= Quoted text =
[BEGIN]

The twists of history can make one’s head spin.
In writing about Vincent Van Gogh, whose hunger for reality drove him to produce works of achingly loving beauty, John Berger, the quixotic Marxist, writes:
Reality, however one interprets it, lies behind a screen of clichés. Every culture produces such a screen, partly to facilitate its own practices (to establish habits) and partly to consolidate its own power. Reality is inimical to those with power.
Yet while Van Gogh sought reality by breaking the mold, the rich and powerful have devoured the results of his efforts and have transposed them into commodities. Last year, his painting, Laboureur Dans Un Champ, painted from an asylum where he had committed himself, sold for $ 81.3 million at Christie’s after a frenetic auction.
A humble peasant working in a field becomes a trophy for the rich, who keep the working man slaving away. Words and deeds are turned upside down on desolation row where
Between the windows of the sea where lovely mermaids flow
And nobody has to think too much about Desolation Row
(Dylan)

[END]

[Point-based annotation data]

[BEGIN]

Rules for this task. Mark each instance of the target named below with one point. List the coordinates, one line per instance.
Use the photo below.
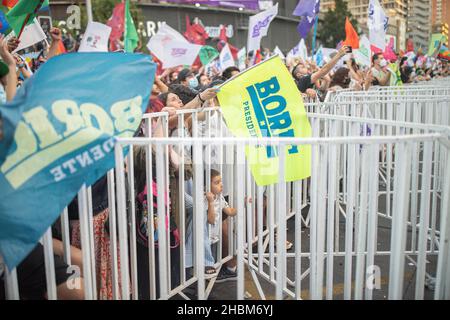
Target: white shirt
(219, 204)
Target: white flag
(164, 35)
(242, 56)
(363, 54)
(178, 53)
(96, 37)
(258, 27)
(377, 22)
(226, 58)
(31, 35)
(279, 52)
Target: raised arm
(327, 68)
(56, 35)
(11, 77)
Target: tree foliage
(332, 27)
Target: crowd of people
(176, 89)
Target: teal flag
(59, 133)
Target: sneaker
(226, 275)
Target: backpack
(143, 216)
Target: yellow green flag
(264, 102)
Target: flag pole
(314, 36)
(89, 10)
(27, 18)
(24, 24)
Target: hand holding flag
(351, 36)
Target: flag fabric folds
(309, 10)
(23, 13)
(195, 33)
(258, 27)
(377, 22)
(95, 38)
(59, 133)
(131, 37)
(4, 25)
(351, 36)
(207, 54)
(117, 24)
(264, 102)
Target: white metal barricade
(372, 203)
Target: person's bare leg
(232, 262)
(73, 289)
(75, 254)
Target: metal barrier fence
(371, 180)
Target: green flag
(131, 38)
(23, 13)
(207, 54)
(435, 43)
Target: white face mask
(2, 95)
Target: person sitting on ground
(31, 277)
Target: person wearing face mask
(379, 72)
(305, 79)
(188, 79)
(341, 79)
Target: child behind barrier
(215, 204)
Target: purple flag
(307, 8)
(304, 26)
(248, 4)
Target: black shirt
(304, 83)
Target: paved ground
(228, 290)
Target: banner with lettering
(59, 133)
(264, 102)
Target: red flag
(258, 57)
(61, 48)
(409, 46)
(9, 3)
(389, 53)
(195, 33)
(223, 34)
(351, 37)
(117, 24)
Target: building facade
(395, 9)
(282, 32)
(419, 22)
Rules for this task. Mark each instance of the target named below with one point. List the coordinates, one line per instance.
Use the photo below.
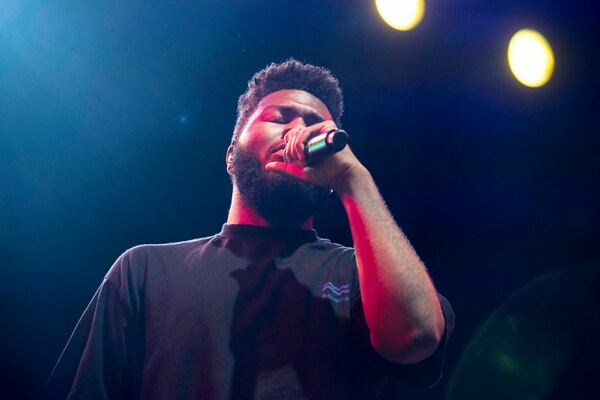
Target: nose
(298, 121)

[END]

= Challenges =
A. In the Van Gogh text, what price did Laboureur Dans Un Champ sell for, and where?
B. Rewrite the part of the Van Gogh text that begins at the words "In writing about" and stops after "a frenetic auction.", putting "veil" in place of "screen".

= Full answers =
A. It sold for $81.3 million at Christie's.

B.
In writing about Vincent Van Gogh, whose hunger for reality drove him to produce works of achingly loving beauty, John Berger, the quixotic Marxist, writes:
Reality, however one interprets it, lies behind a veil of clichés. Every culture produces such a veil, partly to facilitate its own practices (to establish habits) and partly to consolidate its own power. Reality is inimical to those with power.
Yet while Van Gogh sought reality by breaking the mold, the rich and powerful have devoured the results of his efforts and have transposed them into commodities. Last year, his painting, Laboureur Dans Un Champ, painted from an asylum where he had committed himself, sold for $ 81.3 million at Christie’s after a frenetic auction.